=== Passage to read ===
Author: Daniele Melotti
Date:
Nov 2023
See the related GitHub repository for code, data and list of tasks.
Consider the composite distribution below - Distribution 1. It has been created by combining three normal distributions. When we visualize it, there are two important things to observe: first, the distribution is positively skewed (tail stretches to the right); second, the mean and the median are different.
# Setting seed
set.seed(123)
# Creating three normally distributed data sets
d1 <- rnorm(n=500, mean=15, sd=5)
d2 <- rnorm(n=200, mean=30, sd=5)
d3 <- rnorm(n=100, mean=45, sd=5)
# Combining them into a composite dataset
d123 <- c(d1, d2, d3)
# Plotting the density function of d123
plot(density(d123), col="cornflowerblue", lwd=2,
main = "Distribution 1")
# Adding vertical lines showing mean and median
abline(v=mean(d123))
abline(v=median(d123), lty="dashed")Similarly, we create and visualize a new Distribution 2: a combined dataset (n=800) that is negatively skewed (tail stretches to the left). We change the mean and standard deviation of d1, d2, and d3 to achieve this new distribution. Additionally, we compute the mean and median, and draw lines showing the mean (thick line) and median (dashed line).
# Setting seed
set.seed(456)
# Three normally distributed data sets
d4 <- rnorm(n = 500, mean = 55, sd = 5)
d5 <- rnorm(n = 200, mean = 45, sd = 10)
d6 <- rnorm(n = 100, mean = 30, sd = 15)
# Merging the three data sets together
d456 <- c(d4, d5, d6)
# Computing the mean and median
mean(d456)## [1] 49.70087
## [1] 52.88905
# Plotting the density function of d123
plot(density(d456), col= "darkorange", lwd = 2, main = "Distribution 2", )
abline(v = mean(d456))
abline(v = median(d456), lty = "dashed")As we can see, the mean is 49.7009, while the median of Distribution 2 is 52.8891.
Next, we proceed to create Distribution 3: a single dataset
that is normally distributed (bell-shaped, symmetric). We can use the R
function rnorm() to create a single large dataset (n =
800). Similarly to Distribution 2, we compute the mean and median, and
draw lines showing the mean (thick line) and median (dashed line).
# Setting seed
set.seed(789)
# Creating a normally distributed dataset d
d <- rnorm(n = 800)
# Computing the mean and median
mean(d)## [1] -0.006176743
## [1] 0.02046861
# Plotting the density function of d
plot(density(d), col = "coral2", lwd = 2, main = "Distribution 3", )
abline(v = mean(d))
abline(v = median(d), lty = "dashed")The mean and median of Distribution 3 are both close to 0 (-0.0062
and 0.020 respectively). That is because Distribution 3 is derived from
the normal distribution, and in this type of distribution, mean and
median are the same (mode as well). In fact, normal distributions are
symmetrical, which means that the distribution of values on the left and
on the right sides of the mean is the same. Consequently, the median
aligns with the mean. Moreover, we have not modified the mean
parameter of rnorm(), resulting in the mean and median
being both close to the default 0.
In the case of the composite distributions 1 and 2, why do the means and medians not align? That is because when we merge distributions with different means and standard deviations, we create a composite distribution that is no longer normally distributed. Indeed, in our case we created two distributions that are asymmetric, showing skewness (positive and negative). Usually, skewed distributions present a mean value that is moved towards the tail, with the median sticking to the peak of the distribution.

=== Raw records ===
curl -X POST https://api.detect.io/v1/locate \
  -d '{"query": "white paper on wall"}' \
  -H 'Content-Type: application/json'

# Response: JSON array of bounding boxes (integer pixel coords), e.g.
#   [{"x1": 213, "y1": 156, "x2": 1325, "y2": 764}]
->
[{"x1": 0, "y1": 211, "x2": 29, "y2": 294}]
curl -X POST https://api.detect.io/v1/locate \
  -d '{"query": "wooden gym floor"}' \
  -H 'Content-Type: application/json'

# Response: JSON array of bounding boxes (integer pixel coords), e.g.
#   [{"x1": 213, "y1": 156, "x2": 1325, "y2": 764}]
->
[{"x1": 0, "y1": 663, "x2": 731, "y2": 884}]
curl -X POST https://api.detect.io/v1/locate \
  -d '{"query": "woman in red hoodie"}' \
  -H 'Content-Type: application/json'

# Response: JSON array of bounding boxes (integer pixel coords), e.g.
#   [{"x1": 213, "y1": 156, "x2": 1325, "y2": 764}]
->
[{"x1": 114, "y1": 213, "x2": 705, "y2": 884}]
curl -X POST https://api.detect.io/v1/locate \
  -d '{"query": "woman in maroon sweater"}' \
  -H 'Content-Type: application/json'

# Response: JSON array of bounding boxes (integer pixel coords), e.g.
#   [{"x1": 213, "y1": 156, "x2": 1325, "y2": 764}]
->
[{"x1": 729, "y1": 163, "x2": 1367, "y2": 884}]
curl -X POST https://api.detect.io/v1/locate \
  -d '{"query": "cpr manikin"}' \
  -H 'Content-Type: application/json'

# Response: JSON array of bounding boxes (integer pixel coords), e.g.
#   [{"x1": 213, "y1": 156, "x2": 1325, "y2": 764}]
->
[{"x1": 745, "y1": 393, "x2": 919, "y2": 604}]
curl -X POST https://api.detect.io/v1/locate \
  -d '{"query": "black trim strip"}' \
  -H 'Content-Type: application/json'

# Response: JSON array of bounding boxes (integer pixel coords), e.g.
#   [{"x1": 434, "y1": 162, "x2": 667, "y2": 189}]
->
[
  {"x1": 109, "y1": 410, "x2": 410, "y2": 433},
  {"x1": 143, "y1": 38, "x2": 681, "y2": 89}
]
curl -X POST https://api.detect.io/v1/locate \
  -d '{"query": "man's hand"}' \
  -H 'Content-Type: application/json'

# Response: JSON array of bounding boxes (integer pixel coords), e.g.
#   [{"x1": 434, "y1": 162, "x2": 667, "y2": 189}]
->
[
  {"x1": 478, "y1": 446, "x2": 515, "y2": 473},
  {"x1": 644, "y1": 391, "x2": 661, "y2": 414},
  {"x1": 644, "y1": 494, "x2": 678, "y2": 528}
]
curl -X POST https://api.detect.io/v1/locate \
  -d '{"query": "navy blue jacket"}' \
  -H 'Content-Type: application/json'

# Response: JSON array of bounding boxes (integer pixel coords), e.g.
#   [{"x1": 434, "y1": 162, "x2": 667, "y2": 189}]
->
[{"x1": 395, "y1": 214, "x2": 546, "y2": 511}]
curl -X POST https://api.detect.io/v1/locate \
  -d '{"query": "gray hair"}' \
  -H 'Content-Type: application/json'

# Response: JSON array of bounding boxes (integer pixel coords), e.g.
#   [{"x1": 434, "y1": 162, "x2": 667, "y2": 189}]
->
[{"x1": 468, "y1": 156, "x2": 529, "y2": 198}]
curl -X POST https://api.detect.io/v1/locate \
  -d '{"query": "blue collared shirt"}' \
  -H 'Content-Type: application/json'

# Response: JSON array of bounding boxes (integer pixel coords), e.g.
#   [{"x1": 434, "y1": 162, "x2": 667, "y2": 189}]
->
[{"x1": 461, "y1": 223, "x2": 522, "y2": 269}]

=== Tasks to carry out ===
**1)** List every color name that the tutorial on skewed distributions passes to the col argument when plotting a density curve.
**2)** Write the next part of the tutorial on skewed distributions, beginning right after its final sentence.

=== Task-by-task results ===
**1)** cornflowerblue, darkorange, coral2

**2)**
If we were to add outliers to our data, the mean would be affected the most. That is because the calculation of the mean is made by summing all the values in a dataset and then dividing by the number of values. Outliers are values that are significantly lower or significantly higher than the rest of the data, hence, they can influence the mean value. On the other hand, the median is the middle value when a data set is ordered from lowest to highest. It divides the dataset into two equal halves. Therefore, it is less sensitive to outliers because it doesn’t take into account the magnitude of each value. We can demonstrate the influence of outliers with the code below:
# Adding an extreme value to Distribution 3 data:
d_with_outlier <- c(d, 500)
# Showing results before adding the outlier vs after adding the outlier:
c(mean(d), median(d), mean(d_with_outlier), median(d_with_outlier))## [1] -0.006176743 0.020468613 0.618050693 0.023874958
As we can see, adding an outlier to Distribution 3 data contributed to increasing the mean from approximately zero to 0.6, while the median value remain almost unchanged.
Now, we will get more insights about what standard deviations are. At first, we create a random dataset (call it rdata) that is normally distributed with: n = 2000, mean = 0, sd = 1. Then we draw a density plot and put a solid vertical line on the mean, and dashed vertical lines at the 1st, 2nd, and 3rd standard deviations to the left and right of the mean.
# Creating a random dataset
set.seed(180)
rdata <- rnorm(n = 2000, mean = 0, sd = 1)
# Plotting the density function of rdata
plot(density(rdata), col = "red", lwd = 2, main = "rdata density plot")
# With the following vertical lines
abline(v = mean(rdata), col = "blue" )
abline(v = (mean(rdata) - (3 * sd(rdata))), lty = "dashed")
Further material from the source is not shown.